In the entries that follow, find the line containing "locate the potted" and the line containing "locate the shirt button in the photo above", then retype exactly the lines from the first through the second, pictures excluded.

Segment Start: DATA PROVIDED

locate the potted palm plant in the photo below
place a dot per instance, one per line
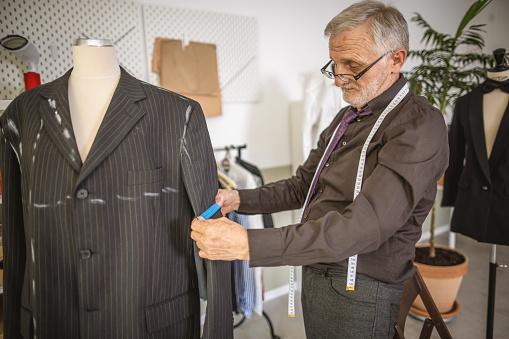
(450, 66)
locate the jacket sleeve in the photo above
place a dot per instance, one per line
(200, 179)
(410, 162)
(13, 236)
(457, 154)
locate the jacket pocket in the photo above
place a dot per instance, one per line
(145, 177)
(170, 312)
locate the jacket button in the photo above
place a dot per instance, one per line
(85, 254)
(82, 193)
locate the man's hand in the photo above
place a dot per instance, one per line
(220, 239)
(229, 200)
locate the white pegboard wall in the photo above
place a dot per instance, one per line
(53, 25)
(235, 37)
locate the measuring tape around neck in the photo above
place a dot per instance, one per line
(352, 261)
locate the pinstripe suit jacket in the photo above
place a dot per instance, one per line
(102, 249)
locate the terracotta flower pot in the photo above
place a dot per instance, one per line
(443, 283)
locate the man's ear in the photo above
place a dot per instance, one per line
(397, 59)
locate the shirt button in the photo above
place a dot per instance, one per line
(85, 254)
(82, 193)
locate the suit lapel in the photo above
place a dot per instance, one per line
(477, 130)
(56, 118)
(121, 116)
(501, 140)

Segment End: DATA PROVIDED
Segment Start: DATA PROVIDED

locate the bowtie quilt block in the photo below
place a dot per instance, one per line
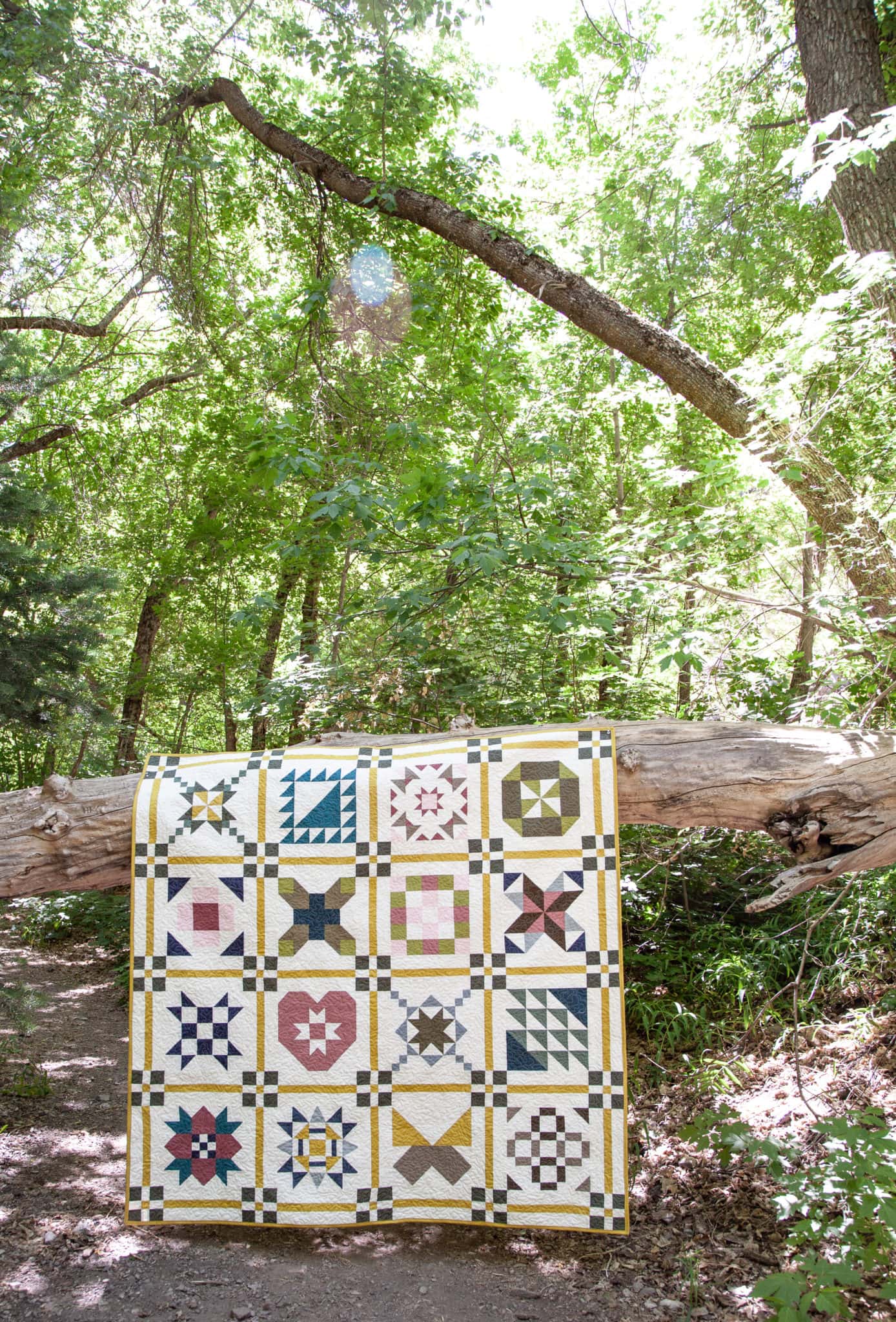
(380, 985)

Segment End: DATA PROVIDED
Segment Start: DATA PROVIDED

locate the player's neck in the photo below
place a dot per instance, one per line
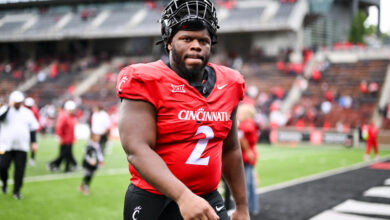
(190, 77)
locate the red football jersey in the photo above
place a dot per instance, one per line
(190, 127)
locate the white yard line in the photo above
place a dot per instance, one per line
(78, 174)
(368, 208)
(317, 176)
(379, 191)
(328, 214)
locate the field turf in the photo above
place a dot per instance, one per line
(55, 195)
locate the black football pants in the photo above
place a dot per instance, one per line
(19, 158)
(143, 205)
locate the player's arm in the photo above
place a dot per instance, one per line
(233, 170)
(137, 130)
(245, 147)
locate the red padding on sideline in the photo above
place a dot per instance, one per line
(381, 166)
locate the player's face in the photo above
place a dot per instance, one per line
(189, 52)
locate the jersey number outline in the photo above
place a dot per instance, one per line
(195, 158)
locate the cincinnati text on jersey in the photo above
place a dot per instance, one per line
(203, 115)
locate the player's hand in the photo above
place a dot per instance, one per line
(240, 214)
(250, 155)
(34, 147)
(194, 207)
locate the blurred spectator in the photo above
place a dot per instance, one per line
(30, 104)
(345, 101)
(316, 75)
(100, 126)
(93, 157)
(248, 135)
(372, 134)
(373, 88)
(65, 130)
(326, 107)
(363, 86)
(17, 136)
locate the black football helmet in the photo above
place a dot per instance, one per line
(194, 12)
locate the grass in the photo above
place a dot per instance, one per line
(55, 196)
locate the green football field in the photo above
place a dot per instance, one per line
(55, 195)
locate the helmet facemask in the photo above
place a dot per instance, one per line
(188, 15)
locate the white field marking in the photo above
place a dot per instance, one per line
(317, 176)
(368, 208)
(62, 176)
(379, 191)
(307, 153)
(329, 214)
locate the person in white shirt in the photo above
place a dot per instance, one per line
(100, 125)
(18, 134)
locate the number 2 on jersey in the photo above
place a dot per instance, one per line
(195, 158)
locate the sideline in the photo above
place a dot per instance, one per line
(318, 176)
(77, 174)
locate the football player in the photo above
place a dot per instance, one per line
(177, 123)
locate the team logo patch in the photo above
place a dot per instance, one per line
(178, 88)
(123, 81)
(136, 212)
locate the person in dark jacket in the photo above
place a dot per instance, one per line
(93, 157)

Segment End: DATA PROVIDED

> **ANSWER TO THIS PROBLEM**
locate the potted palm plant in the photo below
place a dot per instance, one per line
(450, 66)
locate the jacket sleeve in the photo above
place a dot per instance, one per line
(200, 179)
(410, 162)
(13, 236)
(457, 154)
locate the jacket pocket in the photo above
place a dot per instance, one per line
(145, 177)
(170, 312)
locate the jacket button in the photo above
place a dot per instance, one per line
(85, 254)
(82, 193)
locate the man's hand in the photo above
place a dot per instance, one per line
(220, 239)
(229, 200)
locate the white pegboard wall in the photo above
place a dot per instance, one per line
(53, 25)
(235, 37)
locate the measuring tape around neck in the photo above
place a dot per instance, one per line
(352, 261)
locate the pinstripe suit jacket in the photo above
place a dot per instance, one per line
(102, 249)
locate the terracotta flower pot in the photo above
place a dot per instance, one per line
(443, 283)
locate the man's ear in the photo above
place a dot per instance, one per line
(397, 59)
locate the shirt button in the photo above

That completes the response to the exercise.